- **What the task asks**:
Rewrite the data below with every occurrence of "outline" replaced by "boundary", keeping all other text unchanged.
** START **
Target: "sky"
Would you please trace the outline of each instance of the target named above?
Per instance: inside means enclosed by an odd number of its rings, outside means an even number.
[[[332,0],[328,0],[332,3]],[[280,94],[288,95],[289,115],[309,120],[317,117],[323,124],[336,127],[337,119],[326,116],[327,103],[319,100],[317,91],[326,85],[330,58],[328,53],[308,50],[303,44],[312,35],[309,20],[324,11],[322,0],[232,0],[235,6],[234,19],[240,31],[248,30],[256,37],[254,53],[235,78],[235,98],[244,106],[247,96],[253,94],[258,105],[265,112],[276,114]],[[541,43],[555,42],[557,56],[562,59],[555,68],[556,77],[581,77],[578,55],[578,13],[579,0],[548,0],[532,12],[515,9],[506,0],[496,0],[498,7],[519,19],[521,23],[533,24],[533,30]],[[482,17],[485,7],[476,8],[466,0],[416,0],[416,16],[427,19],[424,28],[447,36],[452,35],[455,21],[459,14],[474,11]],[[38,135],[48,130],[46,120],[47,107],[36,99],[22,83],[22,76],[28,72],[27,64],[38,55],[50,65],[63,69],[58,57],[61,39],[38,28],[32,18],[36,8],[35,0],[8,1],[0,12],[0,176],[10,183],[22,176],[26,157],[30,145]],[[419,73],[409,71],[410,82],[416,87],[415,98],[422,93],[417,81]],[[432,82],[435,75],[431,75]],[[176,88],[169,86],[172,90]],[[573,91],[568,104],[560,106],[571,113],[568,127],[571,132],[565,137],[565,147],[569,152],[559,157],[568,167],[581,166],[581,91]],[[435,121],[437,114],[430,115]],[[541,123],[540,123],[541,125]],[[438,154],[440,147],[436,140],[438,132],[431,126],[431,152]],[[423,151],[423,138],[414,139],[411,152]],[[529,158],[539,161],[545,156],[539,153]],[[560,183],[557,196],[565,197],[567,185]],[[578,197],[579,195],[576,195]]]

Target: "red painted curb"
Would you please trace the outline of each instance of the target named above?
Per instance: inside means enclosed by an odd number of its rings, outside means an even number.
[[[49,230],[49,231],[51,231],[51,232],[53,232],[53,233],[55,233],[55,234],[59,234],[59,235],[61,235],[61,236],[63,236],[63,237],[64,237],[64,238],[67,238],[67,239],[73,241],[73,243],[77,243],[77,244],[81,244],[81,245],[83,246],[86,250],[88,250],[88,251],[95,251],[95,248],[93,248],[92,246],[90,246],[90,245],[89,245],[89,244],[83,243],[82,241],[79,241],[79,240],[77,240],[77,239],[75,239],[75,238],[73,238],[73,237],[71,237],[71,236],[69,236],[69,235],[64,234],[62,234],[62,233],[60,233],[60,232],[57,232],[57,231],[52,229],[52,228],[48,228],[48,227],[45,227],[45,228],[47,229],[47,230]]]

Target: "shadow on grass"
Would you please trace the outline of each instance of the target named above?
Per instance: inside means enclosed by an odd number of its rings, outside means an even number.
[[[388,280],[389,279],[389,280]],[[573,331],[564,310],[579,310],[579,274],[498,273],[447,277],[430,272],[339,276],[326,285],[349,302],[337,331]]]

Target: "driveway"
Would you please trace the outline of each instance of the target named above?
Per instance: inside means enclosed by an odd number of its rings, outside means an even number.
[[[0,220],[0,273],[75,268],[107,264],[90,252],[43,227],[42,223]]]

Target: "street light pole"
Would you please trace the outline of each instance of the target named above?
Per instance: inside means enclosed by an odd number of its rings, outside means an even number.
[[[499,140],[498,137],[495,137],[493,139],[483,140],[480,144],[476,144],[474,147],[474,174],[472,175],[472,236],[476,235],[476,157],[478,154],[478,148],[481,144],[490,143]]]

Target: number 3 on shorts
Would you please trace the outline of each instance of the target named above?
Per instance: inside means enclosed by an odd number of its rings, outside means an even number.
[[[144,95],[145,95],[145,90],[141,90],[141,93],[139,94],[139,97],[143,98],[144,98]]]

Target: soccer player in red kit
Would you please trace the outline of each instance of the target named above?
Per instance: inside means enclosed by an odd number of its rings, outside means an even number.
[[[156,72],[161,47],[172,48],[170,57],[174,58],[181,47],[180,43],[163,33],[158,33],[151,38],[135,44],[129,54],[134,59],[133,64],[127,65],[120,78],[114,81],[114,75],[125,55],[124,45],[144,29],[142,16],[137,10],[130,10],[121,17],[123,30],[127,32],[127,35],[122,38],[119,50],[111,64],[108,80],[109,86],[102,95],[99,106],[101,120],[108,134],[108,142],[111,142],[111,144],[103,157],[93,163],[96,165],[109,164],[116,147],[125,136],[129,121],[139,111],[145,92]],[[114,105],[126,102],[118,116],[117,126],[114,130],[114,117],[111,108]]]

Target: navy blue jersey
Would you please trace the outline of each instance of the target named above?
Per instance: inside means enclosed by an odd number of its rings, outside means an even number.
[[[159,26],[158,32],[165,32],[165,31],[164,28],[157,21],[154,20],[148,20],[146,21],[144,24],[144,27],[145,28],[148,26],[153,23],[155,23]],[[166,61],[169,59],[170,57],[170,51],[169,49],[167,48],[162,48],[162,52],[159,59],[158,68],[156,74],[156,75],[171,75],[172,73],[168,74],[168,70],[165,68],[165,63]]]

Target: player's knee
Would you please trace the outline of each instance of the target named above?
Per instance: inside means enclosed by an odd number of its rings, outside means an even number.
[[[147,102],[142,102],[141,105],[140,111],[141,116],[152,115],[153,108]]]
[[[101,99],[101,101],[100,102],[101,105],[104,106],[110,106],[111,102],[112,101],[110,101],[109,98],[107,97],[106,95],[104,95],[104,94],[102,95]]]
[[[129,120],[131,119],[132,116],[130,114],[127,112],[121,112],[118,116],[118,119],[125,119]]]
** END **
- **The completed task**:
Target: "sky"
Would you please trace the boundary of each instance of the target named above?
Per instance: inside means enclosed by an odd number of its rings, outside means an even number.
[[[332,0],[328,0],[332,3]],[[280,94],[288,95],[289,115],[309,120],[317,117],[323,124],[336,127],[337,119],[326,116],[327,103],[319,100],[317,91],[326,85],[330,58],[328,53],[308,50],[303,44],[312,35],[309,20],[324,11],[322,0],[232,0],[235,6],[234,19],[240,31],[248,30],[256,37],[254,53],[235,78],[235,98],[244,106],[247,96],[253,94],[258,105],[265,112],[276,114]],[[541,43],[555,42],[557,56],[562,59],[555,68],[556,77],[581,77],[578,55],[578,13],[579,0],[548,0],[532,12],[515,9],[506,0],[496,0],[498,7],[519,19],[521,23],[533,24],[533,30]],[[482,17],[485,7],[476,8],[466,0],[416,0],[416,16],[427,19],[424,28],[447,36],[452,35],[455,21],[459,14],[474,11]],[[38,135],[48,130],[46,120],[47,107],[36,99],[22,83],[22,76],[28,72],[27,64],[38,55],[50,65],[63,69],[58,57],[61,39],[38,28],[32,18],[36,8],[35,0],[8,1],[0,12],[0,176],[10,183],[22,176],[26,157],[30,145]],[[419,73],[409,71],[410,82],[416,87],[415,98],[422,93],[417,81]],[[432,82],[435,75],[431,75]],[[176,88],[169,86],[172,90]],[[573,91],[568,104],[560,106],[571,113],[568,127],[571,132],[565,137],[565,147],[569,152],[559,157],[568,167],[581,166],[581,91]],[[435,121],[437,114],[430,115]],[[541,123],[540,123],[541,125]],[[438,154],[440,147],[436,140],[438,132],[431,126],[431,152]],[[423,151],[423,138],[414,139],[411,152]],[[529,158],[539,161],[545,156],[539,153]],[[560,183],[557,196],[565,197],[567,185]],[[578,197],[579,195],[576,195]]]

Target: "red painted curb"
Would you please trace the boundary of each instance of the target named above?
Per instance: inside means enclosed by an odd number of its rings, outside means an even number.
[[[49,230],[49,231],[51,231],[51,232],[53,232],[53,233],[55,233],[55,234],[59,234],[59,235],[61,235],[61,236],[63,236],[63,237],[64,237],[64,238],[67,238],[67,239],[73,241],[73,243],[77,243],[77,244],[81,244],[81,245],[83,246],[86,250],[88,250],[88,251],[95,251],[95,248],[93,248],[92,246],[90,246],[90,245],[89,245],[89,244],[83,243],[82,241],[79,241],[79,240],[77,240],[77,239],[75,239],[75,238],[73,238],[73,237],[71,237],[71,236],[69,236],[69,235],[64,234],[62,234],[62,233],[60,233],[60,232],[57,232],[57,231],[52,229],[52,228],[48,228],[48,227],[45,227],[45,228],[47,229],[47,230]]]

Target: "shadow on grass"
Would you please trace the boundary of each instance of the target named above?
Per instance: inside means enclosed by an odd number of its rings, outside means an even number.
[[[388,280],[389,279],[389,280]],[[573,331],[564,310],[579,310],[579,274],[498,273],[447,277],[430,272],[339,276],[326,285],[349,302],[337,331]]]

Target: "driveway"
Would you please trace the boundary of each instance of the target named above?
Per instance: inside means enclosed by an odd number of its rings, outside means an even number.
[[[0,220],[0,273],[75,268],[107,264],[90,252],[43,227],[42,223]]]

Target: "street light pole"
Would you please trace the boundary of each instance of the target named above?
Per instance: inside means enclosed by an odd number of its rings, outside means an even number.
[[[499,140],[498,137],[495,137],[493,139],[483,140],[480,144],[476,144],[474,147],[474,174],[472,175],[472,236],[476,235],[476,157],[478,154],[478,148],[481,144],[490,143]]]

Target: number 3 on shorts
Would you please trace the boundary of each instance of the target named above?
Per instance: inside means enclosed by an odd number of its rings, outside means an even number.
[[[144,95],[145,95],[145,90],[141,90],[141,93],[139,94],[139,97],[143,98],[144,98]]]

Target: soccer player in red kit
Would you please trace the boundary of each instance of the target named above?
Per instance: inside means enclosed by an odd number of its rings, outside means an even number.
[[[156,72],[161,47],[172,48],[170,57],[174,58],[181,47],[180,43],[163,33],[158,33],[151,38],[135,44],[129,54],[134,59],[133,64],[127,65],[120,78],[114,81],[114,75],[125,55],[124,45],[144,29],[142,16],[137,10],[130,10],[121,17],[123,30],[127,32],[127,35],[122,38],[119,50],[111,64],[108,80],[109,86],[102,95],[99,106],[101,120],[108,134],[108,142],[111,142],[111,144],[103,157],[93,163],[96,165],[109,164],[116,147],[125,136],[129,121],[139,111],[145,92]],[[114,105],[126,102],[118,116],[117,126],[114,130],[114,117],[111,108]]]

Target: navy blue jersey
Would you please trace the boundary of each instance of the target named above?
Per instance: inside means enclosed by an odd number of its rings, outside means an even number.
[[[159,26],[158,32],[165,32],[165,31],[164,28],[157,21],[154,20],[148,20],[146,21],[144,24],[144,27],[145,28],[148,26],[153,23],[155,23]],[[166,61],[169,59],[170,57],[170,51],[169,49],[167,48],[162,48],[162,52],[159,59],[158,68],[156,74],[156,75],[171,75],[172,73],[168,74],[168,70],[165,68],[165,63]]]

Target: player's knee
Would you please trace the boundary of each instance of the target named above?
Per instance: inside means enclosed by an odd number of its rings, outside means an even number.
[[[147,102],[142,102],[141,105],[140,111],[141,116],[152,115],[153,108]]]
[[[101,99],[101,101],[100,102],[101,105],[104,106],[110,106],[111,102],[112,101],[110,101],[109,98],[107,97],[106,95],[104,95],[104,94],[102,95]]]
[[[129,120],[131,119],[132,116],[130,114],[127,112],[121,112],[118,116],[118,119],[125,119]]]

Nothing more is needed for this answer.